Copy out verbatim the lines of the material between the line holding "Objective: for every instance of the central" and the line holding "Target: central balcony", inclusive.

↓↓↓

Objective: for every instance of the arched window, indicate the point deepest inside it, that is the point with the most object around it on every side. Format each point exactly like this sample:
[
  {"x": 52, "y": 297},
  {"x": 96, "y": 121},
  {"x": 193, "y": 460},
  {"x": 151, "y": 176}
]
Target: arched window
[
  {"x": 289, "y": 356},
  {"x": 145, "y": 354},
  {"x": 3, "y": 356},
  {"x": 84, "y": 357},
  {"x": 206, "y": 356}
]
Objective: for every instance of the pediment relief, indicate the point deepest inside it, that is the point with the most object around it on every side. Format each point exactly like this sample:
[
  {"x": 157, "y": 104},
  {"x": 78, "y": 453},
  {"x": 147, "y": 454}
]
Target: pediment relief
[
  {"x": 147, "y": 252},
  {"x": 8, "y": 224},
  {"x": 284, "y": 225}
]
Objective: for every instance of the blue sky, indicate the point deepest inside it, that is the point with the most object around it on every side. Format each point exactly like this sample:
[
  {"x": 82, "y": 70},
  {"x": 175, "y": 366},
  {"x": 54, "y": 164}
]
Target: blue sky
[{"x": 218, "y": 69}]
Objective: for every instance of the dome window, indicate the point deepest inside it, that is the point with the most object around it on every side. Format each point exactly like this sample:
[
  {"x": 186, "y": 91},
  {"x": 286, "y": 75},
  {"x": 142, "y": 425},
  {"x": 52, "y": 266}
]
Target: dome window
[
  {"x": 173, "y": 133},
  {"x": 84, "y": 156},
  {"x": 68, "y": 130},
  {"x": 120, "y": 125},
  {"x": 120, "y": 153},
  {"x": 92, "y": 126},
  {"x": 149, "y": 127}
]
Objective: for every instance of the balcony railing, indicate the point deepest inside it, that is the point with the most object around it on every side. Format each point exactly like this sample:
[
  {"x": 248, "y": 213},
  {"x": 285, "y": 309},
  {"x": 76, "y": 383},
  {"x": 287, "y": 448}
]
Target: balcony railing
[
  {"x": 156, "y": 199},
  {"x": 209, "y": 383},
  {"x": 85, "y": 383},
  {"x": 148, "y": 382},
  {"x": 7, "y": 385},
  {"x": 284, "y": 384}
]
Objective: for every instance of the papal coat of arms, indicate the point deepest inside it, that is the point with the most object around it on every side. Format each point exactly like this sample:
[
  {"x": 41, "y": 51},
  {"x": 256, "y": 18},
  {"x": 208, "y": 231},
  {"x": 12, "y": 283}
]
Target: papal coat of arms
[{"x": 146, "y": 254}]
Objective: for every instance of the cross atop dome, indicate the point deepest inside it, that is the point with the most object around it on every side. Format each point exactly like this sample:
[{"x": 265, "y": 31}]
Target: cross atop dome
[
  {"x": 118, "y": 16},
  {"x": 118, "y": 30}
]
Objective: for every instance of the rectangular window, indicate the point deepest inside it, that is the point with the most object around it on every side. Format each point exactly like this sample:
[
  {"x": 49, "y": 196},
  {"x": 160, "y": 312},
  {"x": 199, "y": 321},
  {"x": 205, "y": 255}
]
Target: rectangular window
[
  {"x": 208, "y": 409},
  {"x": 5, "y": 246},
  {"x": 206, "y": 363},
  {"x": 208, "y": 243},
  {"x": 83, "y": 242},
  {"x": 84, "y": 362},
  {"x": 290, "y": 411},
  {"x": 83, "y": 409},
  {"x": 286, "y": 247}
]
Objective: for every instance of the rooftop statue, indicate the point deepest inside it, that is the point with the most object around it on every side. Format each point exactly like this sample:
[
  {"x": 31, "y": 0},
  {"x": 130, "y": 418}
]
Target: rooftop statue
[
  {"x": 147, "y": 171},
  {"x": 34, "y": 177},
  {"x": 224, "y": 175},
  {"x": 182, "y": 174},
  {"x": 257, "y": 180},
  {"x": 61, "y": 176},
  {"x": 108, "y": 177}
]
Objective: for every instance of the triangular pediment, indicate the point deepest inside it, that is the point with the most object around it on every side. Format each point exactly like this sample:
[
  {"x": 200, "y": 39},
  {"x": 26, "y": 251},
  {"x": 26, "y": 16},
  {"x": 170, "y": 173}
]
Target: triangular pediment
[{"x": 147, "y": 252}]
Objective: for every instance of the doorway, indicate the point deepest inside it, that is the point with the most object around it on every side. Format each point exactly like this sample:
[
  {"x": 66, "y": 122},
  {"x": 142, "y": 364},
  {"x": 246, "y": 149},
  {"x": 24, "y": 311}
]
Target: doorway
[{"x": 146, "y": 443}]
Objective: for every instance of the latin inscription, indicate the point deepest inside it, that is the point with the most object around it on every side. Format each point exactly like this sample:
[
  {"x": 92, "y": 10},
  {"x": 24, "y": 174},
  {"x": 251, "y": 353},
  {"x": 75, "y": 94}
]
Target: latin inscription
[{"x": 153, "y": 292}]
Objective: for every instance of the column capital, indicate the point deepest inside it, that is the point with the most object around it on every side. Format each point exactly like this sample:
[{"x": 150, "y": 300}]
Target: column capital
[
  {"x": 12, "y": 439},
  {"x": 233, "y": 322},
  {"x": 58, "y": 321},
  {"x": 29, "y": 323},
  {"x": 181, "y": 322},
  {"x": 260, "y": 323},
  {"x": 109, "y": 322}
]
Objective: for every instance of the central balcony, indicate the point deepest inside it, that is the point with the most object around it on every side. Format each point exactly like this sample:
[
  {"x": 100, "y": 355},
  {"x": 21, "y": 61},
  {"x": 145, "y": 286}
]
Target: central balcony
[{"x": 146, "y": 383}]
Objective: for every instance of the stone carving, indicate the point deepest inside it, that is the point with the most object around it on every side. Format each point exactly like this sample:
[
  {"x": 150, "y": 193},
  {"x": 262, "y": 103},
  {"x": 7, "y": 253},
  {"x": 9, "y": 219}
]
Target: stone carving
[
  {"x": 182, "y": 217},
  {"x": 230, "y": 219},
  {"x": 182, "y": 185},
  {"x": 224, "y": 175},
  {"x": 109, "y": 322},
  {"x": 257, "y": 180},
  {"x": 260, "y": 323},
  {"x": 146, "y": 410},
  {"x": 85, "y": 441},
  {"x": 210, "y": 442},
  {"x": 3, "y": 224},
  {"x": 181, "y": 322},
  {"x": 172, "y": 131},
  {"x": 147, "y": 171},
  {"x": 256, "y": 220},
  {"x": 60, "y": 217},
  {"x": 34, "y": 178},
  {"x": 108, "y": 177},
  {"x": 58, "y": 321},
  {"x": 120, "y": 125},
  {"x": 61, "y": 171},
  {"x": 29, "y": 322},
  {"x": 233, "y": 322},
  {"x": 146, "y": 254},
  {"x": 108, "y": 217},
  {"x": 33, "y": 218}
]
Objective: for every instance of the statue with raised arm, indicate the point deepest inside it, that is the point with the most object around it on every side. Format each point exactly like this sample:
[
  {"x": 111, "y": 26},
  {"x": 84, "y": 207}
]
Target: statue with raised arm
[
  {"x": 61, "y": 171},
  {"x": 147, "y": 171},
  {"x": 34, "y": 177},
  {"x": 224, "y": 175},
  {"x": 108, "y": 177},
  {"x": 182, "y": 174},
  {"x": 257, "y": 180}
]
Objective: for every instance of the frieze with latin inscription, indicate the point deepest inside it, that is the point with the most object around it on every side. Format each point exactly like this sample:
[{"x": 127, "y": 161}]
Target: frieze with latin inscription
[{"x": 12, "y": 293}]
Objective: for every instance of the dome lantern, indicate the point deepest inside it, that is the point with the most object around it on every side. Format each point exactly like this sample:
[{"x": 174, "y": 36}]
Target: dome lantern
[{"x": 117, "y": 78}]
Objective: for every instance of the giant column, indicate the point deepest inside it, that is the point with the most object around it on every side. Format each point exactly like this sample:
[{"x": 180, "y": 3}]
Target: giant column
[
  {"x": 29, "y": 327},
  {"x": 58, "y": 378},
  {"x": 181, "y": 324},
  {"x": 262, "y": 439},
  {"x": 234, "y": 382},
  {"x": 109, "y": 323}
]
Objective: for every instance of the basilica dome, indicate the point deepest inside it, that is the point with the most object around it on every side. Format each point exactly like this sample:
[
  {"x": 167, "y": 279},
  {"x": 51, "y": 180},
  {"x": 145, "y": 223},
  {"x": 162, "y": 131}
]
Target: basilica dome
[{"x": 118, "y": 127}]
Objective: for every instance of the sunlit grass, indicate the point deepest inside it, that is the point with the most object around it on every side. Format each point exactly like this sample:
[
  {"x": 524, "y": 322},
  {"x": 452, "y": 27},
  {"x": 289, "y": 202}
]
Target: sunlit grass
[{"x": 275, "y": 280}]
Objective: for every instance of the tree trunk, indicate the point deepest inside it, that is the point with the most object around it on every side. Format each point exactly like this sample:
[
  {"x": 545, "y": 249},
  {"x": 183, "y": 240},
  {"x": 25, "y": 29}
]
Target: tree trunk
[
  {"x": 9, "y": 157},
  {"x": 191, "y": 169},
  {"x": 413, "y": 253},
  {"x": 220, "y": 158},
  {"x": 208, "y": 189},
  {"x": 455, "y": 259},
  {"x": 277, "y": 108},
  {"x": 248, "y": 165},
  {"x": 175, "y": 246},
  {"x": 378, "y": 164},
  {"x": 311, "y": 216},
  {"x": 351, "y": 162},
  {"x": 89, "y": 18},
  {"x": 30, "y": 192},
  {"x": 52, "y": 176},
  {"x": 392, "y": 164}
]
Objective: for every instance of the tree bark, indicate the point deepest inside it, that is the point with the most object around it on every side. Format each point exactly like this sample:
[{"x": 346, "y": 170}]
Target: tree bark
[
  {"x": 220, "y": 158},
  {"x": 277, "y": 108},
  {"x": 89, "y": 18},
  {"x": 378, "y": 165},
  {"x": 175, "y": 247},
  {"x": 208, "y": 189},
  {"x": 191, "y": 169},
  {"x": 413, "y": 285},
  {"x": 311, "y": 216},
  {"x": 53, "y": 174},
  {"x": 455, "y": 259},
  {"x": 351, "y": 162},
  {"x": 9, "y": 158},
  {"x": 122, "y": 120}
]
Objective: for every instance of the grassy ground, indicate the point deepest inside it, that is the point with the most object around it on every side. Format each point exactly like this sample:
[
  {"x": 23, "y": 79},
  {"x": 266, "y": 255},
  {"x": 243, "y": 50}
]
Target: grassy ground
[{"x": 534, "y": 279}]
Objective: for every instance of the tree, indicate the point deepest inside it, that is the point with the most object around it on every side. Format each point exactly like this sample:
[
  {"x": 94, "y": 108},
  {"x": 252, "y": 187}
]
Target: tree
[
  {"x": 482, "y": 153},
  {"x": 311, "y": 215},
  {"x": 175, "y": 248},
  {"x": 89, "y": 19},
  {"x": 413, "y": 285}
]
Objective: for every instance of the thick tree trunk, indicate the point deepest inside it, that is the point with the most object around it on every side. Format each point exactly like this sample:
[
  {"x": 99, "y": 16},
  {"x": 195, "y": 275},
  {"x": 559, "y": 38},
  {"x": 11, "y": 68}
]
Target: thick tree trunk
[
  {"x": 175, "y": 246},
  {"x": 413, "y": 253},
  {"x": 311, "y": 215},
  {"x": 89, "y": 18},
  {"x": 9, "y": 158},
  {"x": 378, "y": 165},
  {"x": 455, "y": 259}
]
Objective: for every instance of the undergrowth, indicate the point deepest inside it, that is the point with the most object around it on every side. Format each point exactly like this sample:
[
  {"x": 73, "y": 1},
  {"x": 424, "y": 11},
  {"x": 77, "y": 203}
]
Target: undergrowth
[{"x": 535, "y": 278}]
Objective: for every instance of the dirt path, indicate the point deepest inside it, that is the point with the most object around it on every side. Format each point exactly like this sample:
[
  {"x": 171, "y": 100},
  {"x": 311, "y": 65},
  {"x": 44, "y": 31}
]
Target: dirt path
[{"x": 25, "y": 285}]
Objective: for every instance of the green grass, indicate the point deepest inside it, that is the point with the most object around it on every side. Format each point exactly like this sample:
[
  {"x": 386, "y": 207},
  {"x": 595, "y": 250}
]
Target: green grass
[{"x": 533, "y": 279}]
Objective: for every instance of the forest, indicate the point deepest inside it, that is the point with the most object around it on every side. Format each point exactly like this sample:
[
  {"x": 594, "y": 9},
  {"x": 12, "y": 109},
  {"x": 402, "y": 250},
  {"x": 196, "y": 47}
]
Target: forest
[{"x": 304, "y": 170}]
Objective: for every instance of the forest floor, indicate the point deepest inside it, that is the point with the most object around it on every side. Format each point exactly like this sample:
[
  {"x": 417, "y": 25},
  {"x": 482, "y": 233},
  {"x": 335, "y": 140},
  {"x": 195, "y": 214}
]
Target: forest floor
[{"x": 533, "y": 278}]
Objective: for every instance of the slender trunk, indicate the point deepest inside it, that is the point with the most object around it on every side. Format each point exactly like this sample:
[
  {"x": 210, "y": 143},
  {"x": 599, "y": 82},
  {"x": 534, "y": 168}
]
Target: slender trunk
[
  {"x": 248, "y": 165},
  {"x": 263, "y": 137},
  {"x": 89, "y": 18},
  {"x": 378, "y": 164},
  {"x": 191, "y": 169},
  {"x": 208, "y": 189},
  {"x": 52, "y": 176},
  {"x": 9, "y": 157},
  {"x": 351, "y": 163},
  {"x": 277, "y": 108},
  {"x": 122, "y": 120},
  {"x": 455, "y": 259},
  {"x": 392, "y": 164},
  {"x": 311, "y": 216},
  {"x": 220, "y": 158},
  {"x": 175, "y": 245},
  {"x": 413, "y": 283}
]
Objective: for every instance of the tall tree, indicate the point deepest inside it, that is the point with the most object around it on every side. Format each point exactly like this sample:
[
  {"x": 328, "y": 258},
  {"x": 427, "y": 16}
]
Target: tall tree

↑↑↑

RESULT BELOW ::
Objective: for every instance of the central balcony, indicate the point deepest inside it, that is the point with the most object around it on every side. Format each point exactly like this sample:
[
  {"x": 100, "y": 355},
  {"x": 21, "y": 61},
  {"x": 145, "y": 286}
]
Target: central balcony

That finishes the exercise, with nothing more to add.